Detection annotation records:
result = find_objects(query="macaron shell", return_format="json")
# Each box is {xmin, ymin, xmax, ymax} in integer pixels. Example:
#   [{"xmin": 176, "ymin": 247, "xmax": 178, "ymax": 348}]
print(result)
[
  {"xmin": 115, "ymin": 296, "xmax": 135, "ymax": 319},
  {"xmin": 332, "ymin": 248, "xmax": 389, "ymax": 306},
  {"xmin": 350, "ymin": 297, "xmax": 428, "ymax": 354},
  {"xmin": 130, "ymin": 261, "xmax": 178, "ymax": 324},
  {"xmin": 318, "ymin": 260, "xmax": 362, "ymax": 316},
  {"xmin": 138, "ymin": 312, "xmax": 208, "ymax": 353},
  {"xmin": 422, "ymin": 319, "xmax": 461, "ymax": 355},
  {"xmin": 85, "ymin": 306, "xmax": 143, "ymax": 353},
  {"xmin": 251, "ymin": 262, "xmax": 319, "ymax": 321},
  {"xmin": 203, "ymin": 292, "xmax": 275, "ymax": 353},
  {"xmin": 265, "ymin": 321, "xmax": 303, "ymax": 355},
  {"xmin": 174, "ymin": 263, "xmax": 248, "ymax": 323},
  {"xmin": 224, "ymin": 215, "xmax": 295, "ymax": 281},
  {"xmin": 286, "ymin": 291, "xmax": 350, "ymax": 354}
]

The request: Rewrite all of the data above, requests included, and increase every bounding box coordinate in the answers by 46. Leave the requests and their format samples unchanged.

Task output:
result = find_objects(query="macaron shell", return_format="json")
# Each box is {xmin, ymin, xmax, ymax} in integer pixels. Example:
#   [{"xmin": 176, "ymin": 247, "xmax": 178, "ymax": 348}]
print(result)
[
  {"xmin": 161, "ymin": 342, "xmax": 181, "ymax": 365},
  {"xmin": 378, "ymin": 294, "xmax": 435, "ymax": 352},
  {"xmin": 396, "ymin": 343, "xmax": 474, "ymax": 400},
  {"xmin": 176, "ymin": 307, "xmax": 224, "ymax": 370},
  {"xmin": 364, "ymin": 306, "xmax": 408, "ymax": 362},
  {"xmin": 184, "ymin": 358, "xmax": 254, "ymax": 399},
  {"xmin": 468, "ymin": 365, "xmax": 507, "ymax": 401},
  {"xmin": 131, "ymin": 352, "xmax": 189, "ymax": 399},
  {"xmin": 297, "ymin": 308, "xmax": 365, "ymax": 367},
  {"xmin": 249, "ymin": 338, "xmax": 321, "ymax": 399},
  {"xmin": 311, "ymin": 367, "xmax": 349, "ymax": 401},
  {"xmin": 220, "ymin": 309, "xmax": 294, "ymax": 369},
  {"xmin": 270, "ymin": 261, "xmax": 341, "ymax": 327},
  {"xmin": 332, "ymin": 337, "xmax": 396, "ymax": 400}
]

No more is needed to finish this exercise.